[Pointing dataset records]
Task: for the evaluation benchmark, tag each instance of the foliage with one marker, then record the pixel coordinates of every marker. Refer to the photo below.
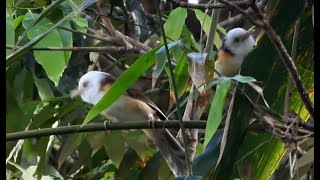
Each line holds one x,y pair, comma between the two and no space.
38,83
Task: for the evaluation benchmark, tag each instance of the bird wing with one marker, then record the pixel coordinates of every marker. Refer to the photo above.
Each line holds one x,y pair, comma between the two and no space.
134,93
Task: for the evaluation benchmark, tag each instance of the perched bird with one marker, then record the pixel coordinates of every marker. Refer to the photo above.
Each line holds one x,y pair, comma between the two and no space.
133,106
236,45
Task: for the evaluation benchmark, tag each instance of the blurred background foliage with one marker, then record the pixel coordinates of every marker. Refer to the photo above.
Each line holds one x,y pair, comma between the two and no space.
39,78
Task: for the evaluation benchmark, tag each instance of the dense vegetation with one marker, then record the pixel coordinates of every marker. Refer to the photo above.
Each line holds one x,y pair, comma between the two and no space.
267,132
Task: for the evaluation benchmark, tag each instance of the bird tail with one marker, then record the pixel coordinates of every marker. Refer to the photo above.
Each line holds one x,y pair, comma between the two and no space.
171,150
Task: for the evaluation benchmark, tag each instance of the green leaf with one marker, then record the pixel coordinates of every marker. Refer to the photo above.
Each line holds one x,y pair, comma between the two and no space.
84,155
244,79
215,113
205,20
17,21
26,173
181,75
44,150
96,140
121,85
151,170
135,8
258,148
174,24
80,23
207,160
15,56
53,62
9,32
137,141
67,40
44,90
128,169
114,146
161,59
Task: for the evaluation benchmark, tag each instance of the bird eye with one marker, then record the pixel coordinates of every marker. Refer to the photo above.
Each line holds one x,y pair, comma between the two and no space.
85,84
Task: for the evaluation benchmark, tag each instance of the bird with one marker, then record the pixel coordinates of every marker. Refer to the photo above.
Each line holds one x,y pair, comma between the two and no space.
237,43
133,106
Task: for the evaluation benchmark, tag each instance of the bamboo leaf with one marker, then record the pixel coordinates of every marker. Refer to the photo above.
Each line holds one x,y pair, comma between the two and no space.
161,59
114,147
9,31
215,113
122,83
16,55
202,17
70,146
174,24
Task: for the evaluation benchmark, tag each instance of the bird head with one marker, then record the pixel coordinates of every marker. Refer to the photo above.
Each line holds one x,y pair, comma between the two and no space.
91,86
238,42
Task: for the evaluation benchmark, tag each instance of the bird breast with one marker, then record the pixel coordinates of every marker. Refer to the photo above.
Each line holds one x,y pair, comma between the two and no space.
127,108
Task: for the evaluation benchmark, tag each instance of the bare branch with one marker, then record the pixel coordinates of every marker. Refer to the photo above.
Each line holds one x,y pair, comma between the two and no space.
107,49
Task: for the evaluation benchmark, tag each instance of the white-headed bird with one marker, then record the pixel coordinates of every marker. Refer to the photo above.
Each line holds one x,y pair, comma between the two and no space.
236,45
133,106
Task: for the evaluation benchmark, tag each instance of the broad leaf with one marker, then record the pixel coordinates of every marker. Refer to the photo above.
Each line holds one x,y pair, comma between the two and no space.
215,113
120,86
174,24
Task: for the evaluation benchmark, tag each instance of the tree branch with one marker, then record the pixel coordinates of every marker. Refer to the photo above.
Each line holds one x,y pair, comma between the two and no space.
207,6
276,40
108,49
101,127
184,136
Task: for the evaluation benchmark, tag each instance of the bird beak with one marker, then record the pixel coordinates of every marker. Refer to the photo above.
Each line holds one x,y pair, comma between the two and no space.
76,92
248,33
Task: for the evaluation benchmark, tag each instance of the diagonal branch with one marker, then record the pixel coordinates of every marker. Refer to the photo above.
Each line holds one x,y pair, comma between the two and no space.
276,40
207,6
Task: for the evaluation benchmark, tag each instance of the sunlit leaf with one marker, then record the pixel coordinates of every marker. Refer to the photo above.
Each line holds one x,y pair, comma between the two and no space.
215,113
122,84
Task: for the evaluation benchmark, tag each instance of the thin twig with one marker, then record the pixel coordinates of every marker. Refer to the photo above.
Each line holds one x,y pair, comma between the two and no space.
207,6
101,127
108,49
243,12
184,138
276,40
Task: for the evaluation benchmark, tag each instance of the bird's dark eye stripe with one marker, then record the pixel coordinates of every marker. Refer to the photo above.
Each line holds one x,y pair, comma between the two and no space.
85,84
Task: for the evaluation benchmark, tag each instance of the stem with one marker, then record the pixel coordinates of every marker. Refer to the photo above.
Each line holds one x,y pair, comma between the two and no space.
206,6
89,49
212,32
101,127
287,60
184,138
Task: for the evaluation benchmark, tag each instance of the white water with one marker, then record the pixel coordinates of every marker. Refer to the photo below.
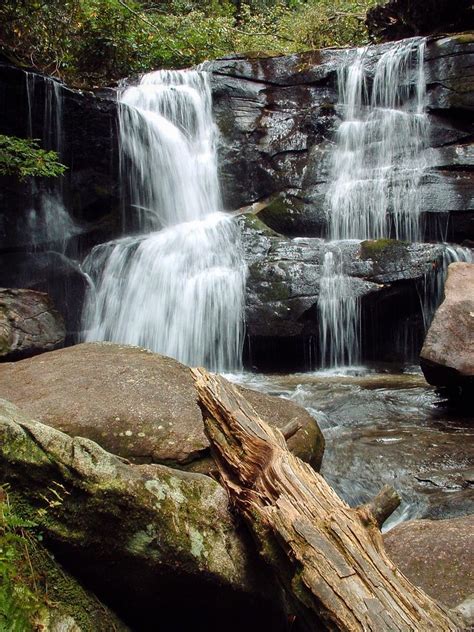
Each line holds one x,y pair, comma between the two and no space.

> _Problem to work on_:
Output every entry word for word, but omit the pictures.

> _Correct output_:
Task: for the evaluation benchmark, tag each instance of the foliage with one marker, then record the pixel coordinates of every marker. Refer to the photo below.
Each line holds one x,y pair, comma between the two and no space.
38,83
Task: for the evaluation benchmark, tag each instance of the bird wing with one marker, then record the pixel coordinates of every marker. Refer to the photo above.
Each line holds one x,y pair, comma between the two and no space.
134,93
Task: for the evaluation benchmark, tag each instance of the perched bird with one marker, then record the pixel coordinates of every marker. Refer to the photo above.
Each line holds one x,y pair, comma between the two and no space.
133,106
236,45
Task: for the evaluation benchmark, tag each instance of the blurred background foliage with one marker, then record the pixel coordinates of every marker. Refer to the photo above.
Each line holds one x,y pair, comma between the two and no space.
39,78
Task: for the evaluation benchmark, tag each instance of the dense vegetation with one marker, then record the pixel coordinates of every marker. Refer to the photo above.
Each line holds one x,y pair, comma between the two and no space.
267,132
Task: for the evaluation benchmark, tag each instance of the bird tail with one marker, then record the pixel coordinates of every marker. Refer to the photo above.
Each line holds one x,y pair, comma between the two and no space.
171,150
Task: for the evaluation benchmark, tag each instance of the green leaf with one marker, then record the pixel coordinates of every marker. Refer to the photo above.
Each line holds one x,y pair, comma between the two and no space.
84,155
244,79
215,113
205,20
17,21
26,173
181,75
44,150
96,140
121,85
151,170
135,8
258,148
174,24
80,23
207,160
15,56
53,62
9,32
137,141
67,40
44,90
128,169
114,146
161,59
Task: for the evaluation benchmark, tag each instance of the bird eye with one marker, then record the pixel coordinates of every marker. Refer to the photo above.
Each line holds one x,y pair, comma between the two and no space.
85,84
Task: for the evaluation benchmark, tag each instance of the bird with one marker, then record the pixel coordinates of every marker. Refer to the photo above.
Each line holds one x,y pair, comma between the two and no space.
237,43
133,106
Task: for the evaluation benchmark, tag each instance of the bamboo leaf with one marker, then record the pixel coordinates of every marker. Refer to the photo above.
Each line holds one x,y pair, comma between the two and no space.
161,59
114,147
9,31
215,113
122,83
16,55
202,17
70,146
174,24
Task: for the evaluation benchmark, tag each instance of the bird head with one marker, then record the pixel coordinates of every marker. Refer to the photo above.
Each line holds one x,y pair, comma between the two and no space.
91,86
238,42
Task: for the evaluation benchmark, tag each instance of the bird breast with one marker, then record the pixel coordinates of every marker. Refer to the photo above.
Each line holds one x,y pair, comma between the two and no space.
127,108
Task: for the evaluation benchmark, tag each instance of the bare branch with one marker, then record the pixel coordinates of every marker. Refer to the photo above.
Each line holds one x,y pair, comma between the two and no space.
107,49
Task: for the evaluation benchmark, tag each instance of the white-headed bird with one marker, then record the pixel coordinates of every marker. Refer to the photo above.
Each line holds one x,y pair, comma between the two and no space.
236,45
133,106
Task: for the evaluation benchmark, tag each instance of the broad leaf with one marker, then record the pixel coordinates of every marker. Refer to the photo above.
Each line holds one x,y pair, comma between the two and no space.
215,113
120,86
174,24
Task: for the evaluation benchmark, tag each instance of the tree branch with one marker, then record the pixel coordinates of every marker. Refer to the photo above.
Each line holds one x,y pair, comma between the two and no space.
207,6
276,40
108,49
101,127
184,136
Task: for the evaluation benchmark, tag each instance of the bird beak with one marker, then record the pixel coordinates of every marker. Refer to the photo above.
Each line holds one x,y pair, comma between the two and no space.
76,92
248,33
Task: for the evaluation benchmark, tag each instance of the diagonal branch with one marker, then record the pixel coordinates of every marker. Refer to the photo above.
Each line holds one x,y pair, comma between the two and no space.
276,40
207,6
Task: for the evaluation benchmark, tag each instance of the sunlit leaf with one marker, then record the pixel coordinates of every marker. Refer to the photo above.
Each line holds one x,y pair, comma between the two and no space.
215,113
122,84
Task: for the evaluation benchmark, tag each instance of the thin twig with one marker, then record the pixel coordinates of every marker. Refer to the photo above.
Each line holds one x,y pair, comma between the two and no space.
207,6
101,127
108,49
243,12
184,138
276,40
Task: for the evaluation benchmark, tag each instance of the bird's dark eye stripe with one marker, then record the pixel coordinates of every marker. Refer to the photo above.
Each line holds one x,y pair, comma between the two and no space.
85,84
Task: for the evaluation benchmark, tag each instance of the stem with one marker, then record the pixel coordinates of every marker. Refer to the photo above.
Each line holds one x,y pair, comma between the two and no space.
206,6
89,49
212,32
101,127
287,60
184,138
Task: for the evaluation benchmark, tag each instance of the white water with one marker, then record the pixel coordinates of every marker. Refer to the photo below.
Each line holds one x,y pair, comma between the two and no space.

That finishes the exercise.